[Records from a collection]
_ _ _

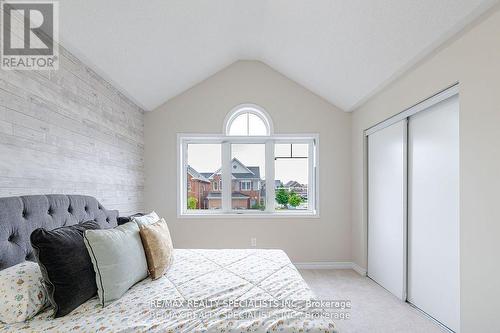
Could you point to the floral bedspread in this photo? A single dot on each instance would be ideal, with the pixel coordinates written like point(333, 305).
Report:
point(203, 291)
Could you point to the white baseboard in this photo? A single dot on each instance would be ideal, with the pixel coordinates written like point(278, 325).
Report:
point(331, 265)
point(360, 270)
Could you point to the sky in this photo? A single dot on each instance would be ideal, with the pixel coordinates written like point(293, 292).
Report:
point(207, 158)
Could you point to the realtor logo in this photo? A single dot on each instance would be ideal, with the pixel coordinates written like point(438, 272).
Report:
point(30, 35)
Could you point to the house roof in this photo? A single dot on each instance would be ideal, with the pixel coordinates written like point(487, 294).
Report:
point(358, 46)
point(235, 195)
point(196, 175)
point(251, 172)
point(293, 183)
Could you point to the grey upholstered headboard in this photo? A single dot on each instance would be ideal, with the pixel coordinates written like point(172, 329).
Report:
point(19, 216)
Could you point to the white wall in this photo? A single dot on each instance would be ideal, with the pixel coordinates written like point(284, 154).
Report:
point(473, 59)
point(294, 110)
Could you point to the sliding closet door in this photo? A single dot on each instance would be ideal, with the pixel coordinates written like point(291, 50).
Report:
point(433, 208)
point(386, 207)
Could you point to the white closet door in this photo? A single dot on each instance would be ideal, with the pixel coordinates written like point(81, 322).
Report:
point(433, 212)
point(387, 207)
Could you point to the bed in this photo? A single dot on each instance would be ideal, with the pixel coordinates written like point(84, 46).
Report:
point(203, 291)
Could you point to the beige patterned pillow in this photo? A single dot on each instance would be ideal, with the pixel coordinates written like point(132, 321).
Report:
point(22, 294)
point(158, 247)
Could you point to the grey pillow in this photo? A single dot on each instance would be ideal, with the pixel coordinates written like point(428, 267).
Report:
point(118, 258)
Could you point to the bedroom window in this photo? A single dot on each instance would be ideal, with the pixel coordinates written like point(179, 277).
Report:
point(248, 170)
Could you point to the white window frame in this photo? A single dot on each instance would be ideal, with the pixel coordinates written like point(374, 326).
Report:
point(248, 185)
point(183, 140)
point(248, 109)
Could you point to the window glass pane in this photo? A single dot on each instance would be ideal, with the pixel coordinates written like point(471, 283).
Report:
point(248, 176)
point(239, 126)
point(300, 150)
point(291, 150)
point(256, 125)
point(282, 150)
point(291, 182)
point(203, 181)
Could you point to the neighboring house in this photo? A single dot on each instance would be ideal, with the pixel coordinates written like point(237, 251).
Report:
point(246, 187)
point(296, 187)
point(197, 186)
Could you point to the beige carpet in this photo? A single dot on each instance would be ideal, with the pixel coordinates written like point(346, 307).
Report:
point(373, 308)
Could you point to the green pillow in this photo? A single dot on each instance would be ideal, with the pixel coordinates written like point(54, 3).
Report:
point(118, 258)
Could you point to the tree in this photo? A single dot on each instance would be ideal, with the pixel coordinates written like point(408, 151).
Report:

_ _ _

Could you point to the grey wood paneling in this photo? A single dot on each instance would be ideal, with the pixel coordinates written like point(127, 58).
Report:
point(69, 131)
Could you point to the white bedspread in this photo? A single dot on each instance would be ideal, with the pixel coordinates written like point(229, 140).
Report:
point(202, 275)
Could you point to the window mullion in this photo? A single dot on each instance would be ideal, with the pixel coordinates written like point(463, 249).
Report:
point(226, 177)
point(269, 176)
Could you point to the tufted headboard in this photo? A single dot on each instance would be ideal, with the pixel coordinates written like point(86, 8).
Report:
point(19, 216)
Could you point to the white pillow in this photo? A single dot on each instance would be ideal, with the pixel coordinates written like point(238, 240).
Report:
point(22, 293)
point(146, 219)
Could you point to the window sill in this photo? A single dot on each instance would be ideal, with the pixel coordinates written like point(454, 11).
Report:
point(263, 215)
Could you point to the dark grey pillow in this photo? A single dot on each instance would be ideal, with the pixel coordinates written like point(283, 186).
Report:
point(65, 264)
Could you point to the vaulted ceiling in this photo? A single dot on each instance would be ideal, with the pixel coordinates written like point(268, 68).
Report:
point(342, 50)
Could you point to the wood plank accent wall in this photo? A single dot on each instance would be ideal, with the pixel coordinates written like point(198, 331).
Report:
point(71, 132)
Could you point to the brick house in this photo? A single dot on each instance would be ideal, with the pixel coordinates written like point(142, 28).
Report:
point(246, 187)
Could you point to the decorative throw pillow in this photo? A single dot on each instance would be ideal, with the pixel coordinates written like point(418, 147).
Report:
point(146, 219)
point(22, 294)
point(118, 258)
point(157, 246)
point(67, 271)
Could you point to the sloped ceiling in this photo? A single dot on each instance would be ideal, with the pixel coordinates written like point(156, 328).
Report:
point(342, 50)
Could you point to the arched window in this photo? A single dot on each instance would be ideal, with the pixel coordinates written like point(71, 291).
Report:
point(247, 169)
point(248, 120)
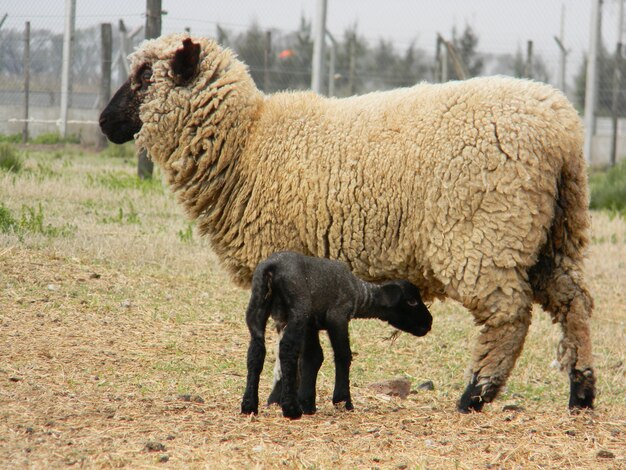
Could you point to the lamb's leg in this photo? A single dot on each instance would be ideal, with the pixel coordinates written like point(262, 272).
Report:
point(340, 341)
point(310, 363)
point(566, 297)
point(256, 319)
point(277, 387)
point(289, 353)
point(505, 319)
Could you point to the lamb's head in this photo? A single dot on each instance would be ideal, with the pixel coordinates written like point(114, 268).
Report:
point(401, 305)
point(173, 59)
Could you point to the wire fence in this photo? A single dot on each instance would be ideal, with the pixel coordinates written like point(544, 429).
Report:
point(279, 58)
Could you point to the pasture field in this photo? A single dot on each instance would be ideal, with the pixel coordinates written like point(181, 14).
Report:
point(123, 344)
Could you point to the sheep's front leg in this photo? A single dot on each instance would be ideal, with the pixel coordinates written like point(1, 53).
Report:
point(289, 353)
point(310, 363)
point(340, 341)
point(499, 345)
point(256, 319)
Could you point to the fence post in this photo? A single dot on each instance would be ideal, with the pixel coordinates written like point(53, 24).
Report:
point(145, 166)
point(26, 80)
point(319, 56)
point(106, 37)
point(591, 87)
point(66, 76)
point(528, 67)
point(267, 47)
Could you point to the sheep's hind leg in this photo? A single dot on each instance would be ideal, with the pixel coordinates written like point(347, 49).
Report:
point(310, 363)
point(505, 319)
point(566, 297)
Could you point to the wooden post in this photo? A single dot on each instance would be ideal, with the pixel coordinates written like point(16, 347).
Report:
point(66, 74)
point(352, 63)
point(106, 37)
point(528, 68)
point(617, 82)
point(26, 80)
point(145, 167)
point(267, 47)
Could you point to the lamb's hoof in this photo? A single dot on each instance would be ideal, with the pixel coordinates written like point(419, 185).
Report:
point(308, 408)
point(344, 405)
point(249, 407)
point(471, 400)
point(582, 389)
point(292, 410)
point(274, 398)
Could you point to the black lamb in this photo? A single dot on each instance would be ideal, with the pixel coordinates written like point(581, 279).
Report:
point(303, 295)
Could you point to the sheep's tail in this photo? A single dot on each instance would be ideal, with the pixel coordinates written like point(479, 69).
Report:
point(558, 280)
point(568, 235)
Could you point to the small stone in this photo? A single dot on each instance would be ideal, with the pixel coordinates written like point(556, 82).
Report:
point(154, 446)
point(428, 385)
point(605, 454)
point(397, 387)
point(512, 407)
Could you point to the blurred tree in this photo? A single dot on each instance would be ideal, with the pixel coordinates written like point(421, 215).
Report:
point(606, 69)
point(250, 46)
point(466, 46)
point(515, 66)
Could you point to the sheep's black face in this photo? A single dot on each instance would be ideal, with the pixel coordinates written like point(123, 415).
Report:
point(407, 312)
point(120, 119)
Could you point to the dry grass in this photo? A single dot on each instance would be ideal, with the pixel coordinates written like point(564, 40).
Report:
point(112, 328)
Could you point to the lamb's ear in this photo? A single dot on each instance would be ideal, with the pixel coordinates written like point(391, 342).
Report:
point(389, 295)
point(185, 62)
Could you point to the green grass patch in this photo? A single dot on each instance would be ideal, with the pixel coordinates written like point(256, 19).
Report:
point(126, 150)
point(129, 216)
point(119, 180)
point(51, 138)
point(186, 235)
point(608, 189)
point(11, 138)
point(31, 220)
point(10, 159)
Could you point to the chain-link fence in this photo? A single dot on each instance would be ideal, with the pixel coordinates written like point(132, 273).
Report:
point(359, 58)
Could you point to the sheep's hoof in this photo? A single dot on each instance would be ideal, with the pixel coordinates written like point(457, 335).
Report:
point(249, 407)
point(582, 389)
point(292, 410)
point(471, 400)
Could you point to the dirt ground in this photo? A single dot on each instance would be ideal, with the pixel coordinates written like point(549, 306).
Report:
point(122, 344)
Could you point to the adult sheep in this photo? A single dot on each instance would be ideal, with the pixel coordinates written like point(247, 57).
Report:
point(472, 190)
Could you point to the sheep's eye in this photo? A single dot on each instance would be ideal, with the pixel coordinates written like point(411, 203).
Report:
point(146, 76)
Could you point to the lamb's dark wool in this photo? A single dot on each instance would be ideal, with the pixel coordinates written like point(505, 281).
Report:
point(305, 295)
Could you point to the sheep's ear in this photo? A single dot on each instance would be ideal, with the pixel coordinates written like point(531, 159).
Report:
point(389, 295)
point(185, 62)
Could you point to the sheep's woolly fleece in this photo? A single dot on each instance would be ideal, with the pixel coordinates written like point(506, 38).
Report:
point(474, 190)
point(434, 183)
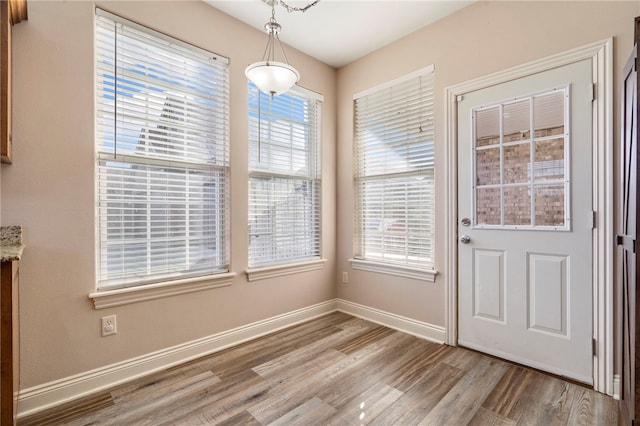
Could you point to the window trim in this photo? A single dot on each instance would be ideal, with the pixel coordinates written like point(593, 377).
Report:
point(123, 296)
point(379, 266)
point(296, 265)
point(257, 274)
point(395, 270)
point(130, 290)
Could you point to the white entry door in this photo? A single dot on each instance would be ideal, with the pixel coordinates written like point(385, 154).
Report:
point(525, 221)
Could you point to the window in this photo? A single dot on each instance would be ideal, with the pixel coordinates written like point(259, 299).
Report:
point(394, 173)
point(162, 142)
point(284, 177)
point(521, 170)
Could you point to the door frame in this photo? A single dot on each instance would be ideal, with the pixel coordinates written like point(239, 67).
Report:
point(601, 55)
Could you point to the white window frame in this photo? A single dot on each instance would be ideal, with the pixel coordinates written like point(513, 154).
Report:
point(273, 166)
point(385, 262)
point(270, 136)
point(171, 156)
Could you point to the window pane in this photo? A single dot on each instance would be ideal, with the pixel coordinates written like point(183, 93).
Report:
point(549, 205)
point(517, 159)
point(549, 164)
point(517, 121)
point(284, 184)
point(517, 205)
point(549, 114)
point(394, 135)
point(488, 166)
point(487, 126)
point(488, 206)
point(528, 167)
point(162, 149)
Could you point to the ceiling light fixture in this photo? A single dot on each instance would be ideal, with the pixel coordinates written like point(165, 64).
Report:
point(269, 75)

_ _ _

### [WORK ORDER]
Search the records for the word "hoof" and return every line that holds it.

### [THE ANSWER]
Could you point to the lamb's hoof in this photo? A single dot on each instance would be ideal, with the pixel coordinates written like point(419, 185).
Could you point to the sheep's hoof in this photo? A single dot on each instance would be ideal, with the pixel coordinates written like point(457, 335).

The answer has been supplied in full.